Hackney Council’s vision workshop on 55 Morning Lane

On Saturday 7th December amid the xmas parties, Hackney Council held its first workshop on its plans for redeveloping 55 Morning Lane, the Tesco site in Hackney Central.

After years of secrecy, in this workshop we learned a little about our Council’s current thinking, including two key things that contradict what they said previously:

First, Hackney Council have not decided they will redevelop the site. They might sell it in an attempt to recoup the £60 milliion they spent buying it from Tesco in 2017. They have appointed architects and community engagement consultants but both are on 3-month contracts. At the end of these, they will present a set of options for 55 Morning Lane and say how feasible they think each of them is.

Second, the deal between Hackney Council and Tesco defines a minimum size for a new store on the site but not a maximum size. The architects have been tasked to negotiate with Tesco so there is hope that our pressure will work and the earlier plans for a much smaller store will be changed and we can keep a big supermarket in Hackney Central.

Most of the workshop was spent in small groups discussing what we want to see built on 55 Morning Lane. As always, people had some great ideas but after years of talking to residents about what they want to see on the site and doing thousands of surveys, we weren’t surprised to hear again that our community wants cheap, spacious and local-oriented council housing and a big supermarket.

There are three more meetings planned in the new year – one in January and two in February – alongside specific outreach to young people and other community groups. Through these, the architects and engagement consultants will create three options for 55 Morning Lane and assess their feasibility. We, like many of those at Saturday’s workshop, based on past experience, are sceptical about whether residents will genuinely be involved in this process.

Why we’re resigning from the Hackney Central Community Panel

An open letter to the Mayor of Hackney from Morning Lane People’s Space

We’re MOPS (Morning Lane People’s Space), local residents who for five years have been working to get a voice for residents in our Council’s plans to build on the Tesco site at 55 Morning Lane in the heart of Hackney Central. We have listened and consulted widely. We have stood outside Tesco and talked to hundreds of people about what they want to see on the site. Thousands of local people completed surveys, and we shared the results. We have held public meetings, and much more.

We’re sad to be resigning from the Hackney Central Community Panel. We’ve been one of its most active members. In a recent review, we pointed out it’s not representative of the community. It is unclear how new members are involved. The content and logistics of discussions are controlled by the Council. Perhaps the top-down approach is why attendances at the two meetings held this year were in single figures.

Our reason for resigning is Hackney Council’s decision that the community reps who will help choose an architect for 55 Morning Lane will come from this unrepresentative Council-controlled Panel. If we remain, we will be validating this half-baked and corrupt process.

What you need to do →
a – Decide whether each statement below agrees with the 55 Morning Lane text, answering yes or no and quoting the deciding words. (i) The deal between Hackney Council and Tesco sets a maximum size for a new store on the site. (ii) The architects and the community engagement consultants are both on 3-month contracts. (iii) Attendance at the two Hackney Central Community Panel meetings held this year reached double figures.
b – Reproduce the 55 Morning Lane text from "First, Hackney Council" up to and including "of them is.".
c – Carry on the 55 Morning Lane text from its final sentence.

Dataset excerpts →

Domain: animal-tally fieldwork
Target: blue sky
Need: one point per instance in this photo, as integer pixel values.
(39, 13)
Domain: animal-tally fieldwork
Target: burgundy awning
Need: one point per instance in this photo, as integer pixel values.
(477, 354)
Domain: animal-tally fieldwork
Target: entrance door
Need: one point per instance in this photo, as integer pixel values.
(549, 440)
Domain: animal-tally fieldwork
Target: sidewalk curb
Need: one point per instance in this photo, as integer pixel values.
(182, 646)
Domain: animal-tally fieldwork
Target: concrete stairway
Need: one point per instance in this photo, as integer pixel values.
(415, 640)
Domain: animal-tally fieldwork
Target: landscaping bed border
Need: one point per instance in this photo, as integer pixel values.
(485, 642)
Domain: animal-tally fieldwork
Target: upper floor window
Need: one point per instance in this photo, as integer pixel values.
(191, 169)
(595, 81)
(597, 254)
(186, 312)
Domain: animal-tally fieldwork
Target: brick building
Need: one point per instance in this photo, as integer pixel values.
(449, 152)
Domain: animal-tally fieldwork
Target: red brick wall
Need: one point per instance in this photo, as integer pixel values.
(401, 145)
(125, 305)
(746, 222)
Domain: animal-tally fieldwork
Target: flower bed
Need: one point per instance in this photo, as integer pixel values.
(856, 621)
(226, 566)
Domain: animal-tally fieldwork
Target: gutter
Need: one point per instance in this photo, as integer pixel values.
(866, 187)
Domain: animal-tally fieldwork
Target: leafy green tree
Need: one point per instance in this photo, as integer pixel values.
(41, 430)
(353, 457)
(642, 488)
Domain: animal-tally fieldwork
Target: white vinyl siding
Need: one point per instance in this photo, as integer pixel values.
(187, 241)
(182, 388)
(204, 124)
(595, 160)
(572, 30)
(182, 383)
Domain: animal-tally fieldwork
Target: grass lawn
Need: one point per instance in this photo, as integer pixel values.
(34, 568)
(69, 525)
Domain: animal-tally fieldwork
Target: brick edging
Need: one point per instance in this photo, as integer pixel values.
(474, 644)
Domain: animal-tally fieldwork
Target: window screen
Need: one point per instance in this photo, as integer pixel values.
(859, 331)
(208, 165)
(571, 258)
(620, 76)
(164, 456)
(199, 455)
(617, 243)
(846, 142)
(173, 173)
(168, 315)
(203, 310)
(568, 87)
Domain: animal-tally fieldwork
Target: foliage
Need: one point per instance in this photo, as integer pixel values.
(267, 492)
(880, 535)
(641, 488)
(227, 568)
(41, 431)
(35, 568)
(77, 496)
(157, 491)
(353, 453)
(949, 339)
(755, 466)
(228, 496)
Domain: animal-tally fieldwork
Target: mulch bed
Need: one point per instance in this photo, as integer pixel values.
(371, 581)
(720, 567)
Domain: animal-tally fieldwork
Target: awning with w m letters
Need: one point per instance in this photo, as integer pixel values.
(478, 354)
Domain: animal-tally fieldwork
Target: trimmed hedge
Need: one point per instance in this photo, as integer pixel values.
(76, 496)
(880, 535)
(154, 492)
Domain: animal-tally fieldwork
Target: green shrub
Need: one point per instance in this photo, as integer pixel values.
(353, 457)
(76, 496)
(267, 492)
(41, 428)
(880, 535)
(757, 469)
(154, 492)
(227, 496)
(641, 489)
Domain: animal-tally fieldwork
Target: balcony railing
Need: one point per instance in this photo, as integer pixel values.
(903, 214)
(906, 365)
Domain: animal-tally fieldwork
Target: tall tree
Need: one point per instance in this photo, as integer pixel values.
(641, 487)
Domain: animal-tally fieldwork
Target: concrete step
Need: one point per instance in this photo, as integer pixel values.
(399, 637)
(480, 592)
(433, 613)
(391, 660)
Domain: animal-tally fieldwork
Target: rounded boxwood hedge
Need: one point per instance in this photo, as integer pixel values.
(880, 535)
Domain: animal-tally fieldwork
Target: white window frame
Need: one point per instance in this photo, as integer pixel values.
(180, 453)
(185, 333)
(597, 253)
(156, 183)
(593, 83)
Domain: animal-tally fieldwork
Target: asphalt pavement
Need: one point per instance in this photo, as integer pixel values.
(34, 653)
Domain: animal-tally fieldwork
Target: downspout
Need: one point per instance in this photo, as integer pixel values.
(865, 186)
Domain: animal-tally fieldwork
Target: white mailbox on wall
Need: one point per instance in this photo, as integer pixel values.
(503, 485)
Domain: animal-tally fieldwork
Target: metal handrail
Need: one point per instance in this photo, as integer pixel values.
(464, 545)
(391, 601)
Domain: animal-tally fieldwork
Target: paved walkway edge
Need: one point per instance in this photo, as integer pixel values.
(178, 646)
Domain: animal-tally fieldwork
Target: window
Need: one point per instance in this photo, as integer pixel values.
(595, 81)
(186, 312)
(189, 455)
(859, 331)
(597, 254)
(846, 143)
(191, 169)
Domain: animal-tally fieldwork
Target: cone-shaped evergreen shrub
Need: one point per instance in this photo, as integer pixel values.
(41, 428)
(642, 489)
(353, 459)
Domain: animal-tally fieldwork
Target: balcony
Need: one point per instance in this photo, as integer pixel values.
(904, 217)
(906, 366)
* * *
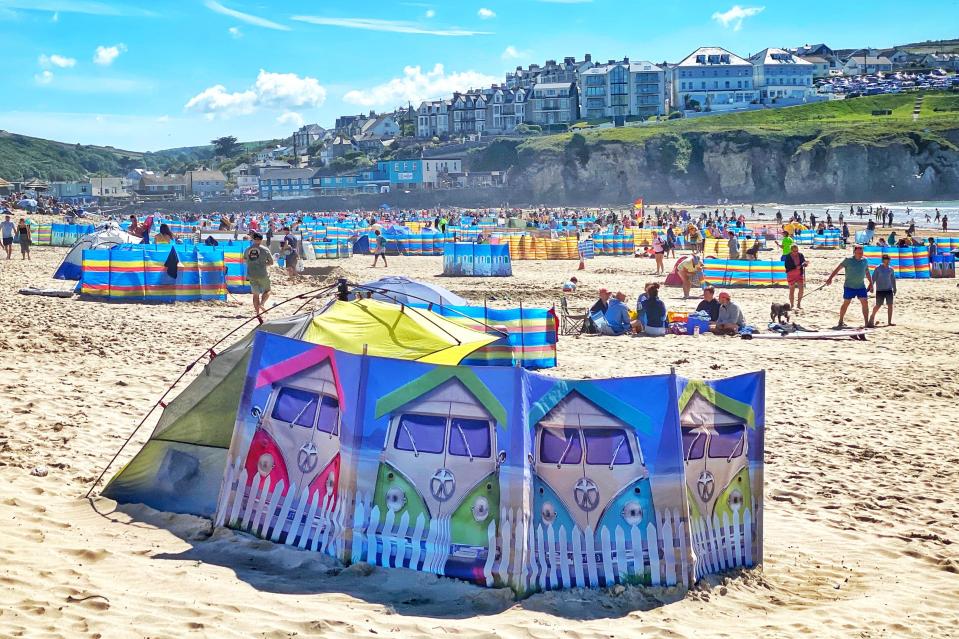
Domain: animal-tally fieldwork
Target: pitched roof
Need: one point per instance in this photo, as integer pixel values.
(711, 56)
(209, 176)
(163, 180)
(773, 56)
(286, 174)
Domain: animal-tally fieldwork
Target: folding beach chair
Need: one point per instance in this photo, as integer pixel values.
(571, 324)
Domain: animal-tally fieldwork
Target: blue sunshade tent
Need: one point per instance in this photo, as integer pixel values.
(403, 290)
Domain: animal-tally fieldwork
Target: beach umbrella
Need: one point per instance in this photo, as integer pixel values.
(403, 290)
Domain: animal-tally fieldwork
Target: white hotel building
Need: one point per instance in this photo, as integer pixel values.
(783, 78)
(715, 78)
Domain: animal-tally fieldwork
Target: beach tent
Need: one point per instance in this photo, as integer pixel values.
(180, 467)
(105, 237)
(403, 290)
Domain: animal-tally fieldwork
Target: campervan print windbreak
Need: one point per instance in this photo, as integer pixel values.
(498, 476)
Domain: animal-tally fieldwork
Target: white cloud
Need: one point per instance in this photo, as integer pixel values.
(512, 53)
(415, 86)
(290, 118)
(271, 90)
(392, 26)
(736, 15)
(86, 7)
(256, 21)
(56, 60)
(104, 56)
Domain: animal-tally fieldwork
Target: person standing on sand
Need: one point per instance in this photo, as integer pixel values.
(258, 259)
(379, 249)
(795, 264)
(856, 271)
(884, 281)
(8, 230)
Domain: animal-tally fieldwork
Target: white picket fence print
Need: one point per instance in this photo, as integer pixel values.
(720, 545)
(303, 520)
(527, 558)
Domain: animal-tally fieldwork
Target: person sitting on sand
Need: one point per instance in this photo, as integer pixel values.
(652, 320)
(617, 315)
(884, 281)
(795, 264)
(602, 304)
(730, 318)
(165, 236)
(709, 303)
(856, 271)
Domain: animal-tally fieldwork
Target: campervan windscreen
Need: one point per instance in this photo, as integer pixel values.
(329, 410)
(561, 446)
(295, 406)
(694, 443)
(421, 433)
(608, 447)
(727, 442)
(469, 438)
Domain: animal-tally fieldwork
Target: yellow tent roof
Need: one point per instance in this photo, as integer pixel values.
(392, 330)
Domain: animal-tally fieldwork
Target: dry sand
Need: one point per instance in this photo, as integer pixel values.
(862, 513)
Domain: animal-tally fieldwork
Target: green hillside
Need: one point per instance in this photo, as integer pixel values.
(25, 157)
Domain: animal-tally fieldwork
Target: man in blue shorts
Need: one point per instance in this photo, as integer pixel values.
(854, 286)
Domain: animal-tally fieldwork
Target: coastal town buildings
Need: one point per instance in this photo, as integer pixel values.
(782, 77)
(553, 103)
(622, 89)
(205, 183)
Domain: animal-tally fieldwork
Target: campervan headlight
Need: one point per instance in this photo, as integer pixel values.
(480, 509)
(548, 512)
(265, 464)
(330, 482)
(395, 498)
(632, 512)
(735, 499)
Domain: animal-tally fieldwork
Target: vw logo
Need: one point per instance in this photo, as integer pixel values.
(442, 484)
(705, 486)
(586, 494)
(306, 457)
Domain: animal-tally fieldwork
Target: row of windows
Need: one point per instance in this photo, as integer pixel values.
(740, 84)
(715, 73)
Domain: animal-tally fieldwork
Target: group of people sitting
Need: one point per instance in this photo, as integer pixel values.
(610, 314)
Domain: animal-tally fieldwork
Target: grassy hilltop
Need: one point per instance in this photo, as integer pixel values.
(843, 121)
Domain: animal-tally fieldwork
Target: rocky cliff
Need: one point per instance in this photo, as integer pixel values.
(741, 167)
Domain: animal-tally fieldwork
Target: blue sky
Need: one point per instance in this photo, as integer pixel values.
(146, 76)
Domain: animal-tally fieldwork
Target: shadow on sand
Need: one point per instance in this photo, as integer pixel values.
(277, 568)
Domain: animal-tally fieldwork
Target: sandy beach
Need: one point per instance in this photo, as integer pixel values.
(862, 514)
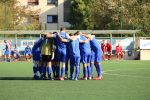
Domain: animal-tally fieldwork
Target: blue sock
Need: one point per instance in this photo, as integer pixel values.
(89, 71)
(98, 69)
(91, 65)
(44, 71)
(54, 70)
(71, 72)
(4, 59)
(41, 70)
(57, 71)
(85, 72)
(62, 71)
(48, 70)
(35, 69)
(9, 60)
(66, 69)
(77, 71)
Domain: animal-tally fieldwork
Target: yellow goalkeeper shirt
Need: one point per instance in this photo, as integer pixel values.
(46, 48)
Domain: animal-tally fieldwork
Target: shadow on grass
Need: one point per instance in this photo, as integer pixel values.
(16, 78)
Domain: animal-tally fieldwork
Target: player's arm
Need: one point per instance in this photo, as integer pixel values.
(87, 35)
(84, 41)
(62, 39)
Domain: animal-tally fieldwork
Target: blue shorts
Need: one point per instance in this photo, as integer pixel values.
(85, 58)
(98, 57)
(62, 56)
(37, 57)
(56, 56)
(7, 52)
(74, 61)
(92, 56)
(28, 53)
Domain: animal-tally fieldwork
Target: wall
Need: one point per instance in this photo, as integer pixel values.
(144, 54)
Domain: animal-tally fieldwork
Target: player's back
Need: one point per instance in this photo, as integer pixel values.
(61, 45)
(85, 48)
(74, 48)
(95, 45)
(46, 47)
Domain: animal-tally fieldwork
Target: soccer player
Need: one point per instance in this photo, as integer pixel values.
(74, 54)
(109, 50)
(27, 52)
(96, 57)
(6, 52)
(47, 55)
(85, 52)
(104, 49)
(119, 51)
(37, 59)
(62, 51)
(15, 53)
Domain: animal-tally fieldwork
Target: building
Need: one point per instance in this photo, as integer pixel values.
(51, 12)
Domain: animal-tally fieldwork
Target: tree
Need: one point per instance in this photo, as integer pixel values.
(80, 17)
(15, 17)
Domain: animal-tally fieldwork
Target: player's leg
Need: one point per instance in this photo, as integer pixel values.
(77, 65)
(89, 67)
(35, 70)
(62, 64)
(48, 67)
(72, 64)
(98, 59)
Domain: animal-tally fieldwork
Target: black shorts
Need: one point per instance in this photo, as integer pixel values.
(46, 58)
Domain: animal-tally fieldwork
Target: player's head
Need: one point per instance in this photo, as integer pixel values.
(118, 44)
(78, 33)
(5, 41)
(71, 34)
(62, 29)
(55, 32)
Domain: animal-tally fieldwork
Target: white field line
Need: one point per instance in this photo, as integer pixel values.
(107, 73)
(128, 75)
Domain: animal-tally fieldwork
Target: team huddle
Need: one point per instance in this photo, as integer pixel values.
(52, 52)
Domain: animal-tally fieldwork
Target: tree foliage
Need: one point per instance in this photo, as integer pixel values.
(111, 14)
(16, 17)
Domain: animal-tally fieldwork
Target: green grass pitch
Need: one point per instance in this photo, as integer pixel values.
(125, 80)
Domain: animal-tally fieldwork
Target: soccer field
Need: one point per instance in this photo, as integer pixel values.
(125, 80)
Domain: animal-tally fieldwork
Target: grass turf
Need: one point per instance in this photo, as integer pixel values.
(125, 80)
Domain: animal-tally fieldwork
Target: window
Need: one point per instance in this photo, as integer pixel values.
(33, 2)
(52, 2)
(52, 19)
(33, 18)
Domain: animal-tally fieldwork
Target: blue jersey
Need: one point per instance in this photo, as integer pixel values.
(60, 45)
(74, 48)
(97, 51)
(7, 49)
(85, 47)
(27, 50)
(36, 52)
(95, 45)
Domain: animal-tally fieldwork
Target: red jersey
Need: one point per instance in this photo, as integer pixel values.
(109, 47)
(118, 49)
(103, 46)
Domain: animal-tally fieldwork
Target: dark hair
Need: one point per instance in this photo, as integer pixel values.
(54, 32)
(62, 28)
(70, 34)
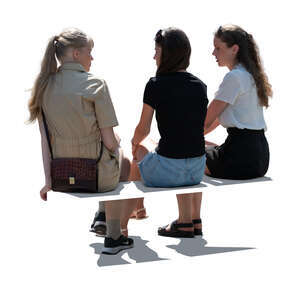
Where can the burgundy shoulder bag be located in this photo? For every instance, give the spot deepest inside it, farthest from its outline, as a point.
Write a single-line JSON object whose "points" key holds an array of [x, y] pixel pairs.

Expected answers →
a –
(i) No: "defines a minimum size for a new store on the site but not a maximum size"
(ii) Yes: "both are on 3-month contracts"
(iii) No: "attendances at the two meetings held this year were in single figures"

b –
First, Hackney Council have not decided they will redevelop the site. They might sell it in an attempt to recoup the £60 milliion they spent buying it from Tesco in 2017. They have appointed architects and community engagement consultants but both are on 3-month contracts. At the end of these, they will present a set of options for 55 Morning Lane and say how feasible they think each of them is.

c –
On Thursday 10th October, Hackney Central Community Panel members were invited by Nicola Hudson, the Council officer responsible for the Tesco site, to apply to participate in the evaluation panel, to help select an architect for the site’s redevelopment. The invitation was short notice – giving organisations just four days across the weekend to complete a nomination form. The architect is to be appointed only a week later on the afternoon of Monday 21st October and anyone putting themselves forward has to be free to attend then. Also at late notice, successful applicants will need to attend a training session – though its time on 16th October is not provided, and will need to fit in hours of required reading during the week.

There are about 25 people on the Community Panel – a mix of businesses and community organisations. The businesses include one property development financier, four bars/pubs, three shops, and two networks. The community organisations include a few grassroots groups like us with elected officers and regular meetings, but most aren’t directly accountable to residents. They include the London College of Fashion and Sutton House. None of the many Tenants and Residents Associations in the area are on the Panel. The Council decides who is on the Panel and which of these groups will help them select an architect. MOPS believe in an open process where, as a community, we – not the Council – choose who represents us.

Rather than civic engagement this feels like a last minute, tick-box exercise. It could have been very different.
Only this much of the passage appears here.